*Goal of the exercise*: Count the lines in the records below that contain the string "helmet". Give only the number.

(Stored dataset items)
###

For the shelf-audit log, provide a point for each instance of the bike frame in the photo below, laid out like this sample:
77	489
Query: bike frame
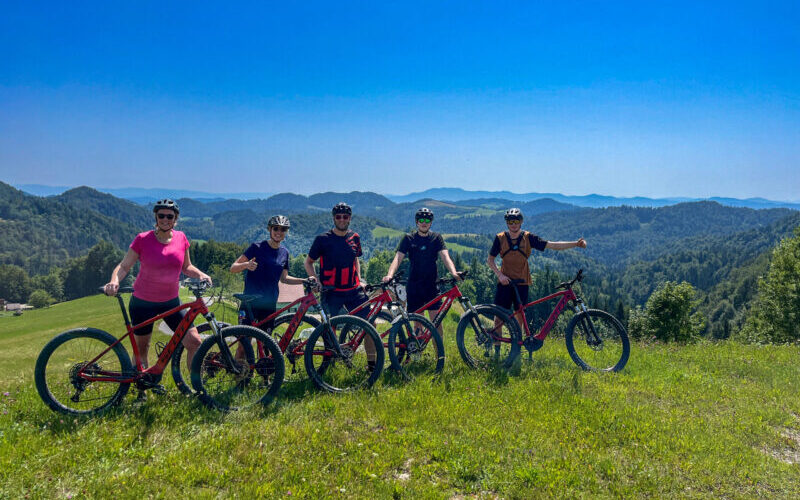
196	308
567	296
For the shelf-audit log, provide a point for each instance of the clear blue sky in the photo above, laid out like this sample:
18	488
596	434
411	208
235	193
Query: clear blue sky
641	98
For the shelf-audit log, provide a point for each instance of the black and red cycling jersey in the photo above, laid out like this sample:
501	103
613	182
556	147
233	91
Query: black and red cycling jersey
337	259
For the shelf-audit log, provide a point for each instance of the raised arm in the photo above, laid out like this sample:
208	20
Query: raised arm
119	272
290	280
243	263
309	265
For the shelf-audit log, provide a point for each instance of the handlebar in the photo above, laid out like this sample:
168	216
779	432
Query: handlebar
122	289
450	280
371	287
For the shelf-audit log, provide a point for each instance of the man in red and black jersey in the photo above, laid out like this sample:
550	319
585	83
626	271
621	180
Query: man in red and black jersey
338	251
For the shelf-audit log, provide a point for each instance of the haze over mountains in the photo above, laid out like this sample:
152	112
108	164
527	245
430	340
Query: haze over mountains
145	195
721	250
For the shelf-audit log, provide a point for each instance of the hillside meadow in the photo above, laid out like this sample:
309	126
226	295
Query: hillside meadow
697	421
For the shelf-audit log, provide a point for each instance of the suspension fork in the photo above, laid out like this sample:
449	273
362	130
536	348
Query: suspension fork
466	304
592	338
328	332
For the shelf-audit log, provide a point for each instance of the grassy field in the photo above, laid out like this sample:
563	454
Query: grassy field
704	420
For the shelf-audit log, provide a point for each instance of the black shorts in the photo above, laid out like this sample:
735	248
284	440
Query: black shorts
419	295
504	296
333	302
142	310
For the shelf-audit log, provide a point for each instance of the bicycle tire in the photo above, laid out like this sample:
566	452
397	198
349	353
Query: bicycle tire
248	381
57	365
181	373
360	368
476	342
614	349
415	347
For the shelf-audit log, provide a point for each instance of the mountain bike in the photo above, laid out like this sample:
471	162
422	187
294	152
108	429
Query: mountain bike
595	339
404	348
418	344
86	371
333	365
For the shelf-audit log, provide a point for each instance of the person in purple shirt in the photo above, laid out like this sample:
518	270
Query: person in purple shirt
266	263
163	254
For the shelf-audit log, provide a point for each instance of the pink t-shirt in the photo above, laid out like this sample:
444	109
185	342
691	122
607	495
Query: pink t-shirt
160	266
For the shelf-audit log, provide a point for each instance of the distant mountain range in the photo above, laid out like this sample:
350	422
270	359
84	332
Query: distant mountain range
590	200
143	196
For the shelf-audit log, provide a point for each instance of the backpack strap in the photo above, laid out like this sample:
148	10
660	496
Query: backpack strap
515	245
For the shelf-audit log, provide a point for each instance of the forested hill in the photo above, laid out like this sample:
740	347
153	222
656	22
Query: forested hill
39	233
106	204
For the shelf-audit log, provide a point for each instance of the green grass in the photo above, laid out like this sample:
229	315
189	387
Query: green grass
704	420
386	232
457	247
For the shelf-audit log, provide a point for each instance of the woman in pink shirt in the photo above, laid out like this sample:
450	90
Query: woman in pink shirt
163	254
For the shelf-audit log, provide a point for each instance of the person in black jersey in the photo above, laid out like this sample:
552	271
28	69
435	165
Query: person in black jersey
423	247
338	251
265	264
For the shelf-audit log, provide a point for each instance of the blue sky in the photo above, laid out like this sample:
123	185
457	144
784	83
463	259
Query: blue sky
670	99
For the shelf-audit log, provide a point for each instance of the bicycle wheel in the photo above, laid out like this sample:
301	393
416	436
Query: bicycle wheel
302	333
596	340
181	372
361	361
58	368
488	337
415	347
229	374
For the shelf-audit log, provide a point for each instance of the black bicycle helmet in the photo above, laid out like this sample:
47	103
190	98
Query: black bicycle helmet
423	213
166	203
279	221
341	208
513	214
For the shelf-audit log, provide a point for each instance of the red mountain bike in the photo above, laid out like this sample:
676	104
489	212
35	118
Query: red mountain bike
403	348
86	371
420	348
595	339
333	365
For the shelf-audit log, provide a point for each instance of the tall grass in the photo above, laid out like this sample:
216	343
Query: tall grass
703	420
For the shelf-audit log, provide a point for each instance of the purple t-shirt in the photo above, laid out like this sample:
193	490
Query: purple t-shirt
160	266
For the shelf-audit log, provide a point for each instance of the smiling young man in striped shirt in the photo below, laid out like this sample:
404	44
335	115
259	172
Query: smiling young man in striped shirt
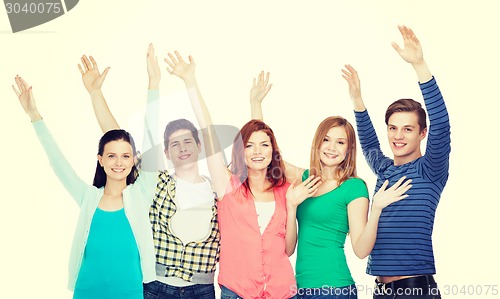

###

*Response to this task*: 2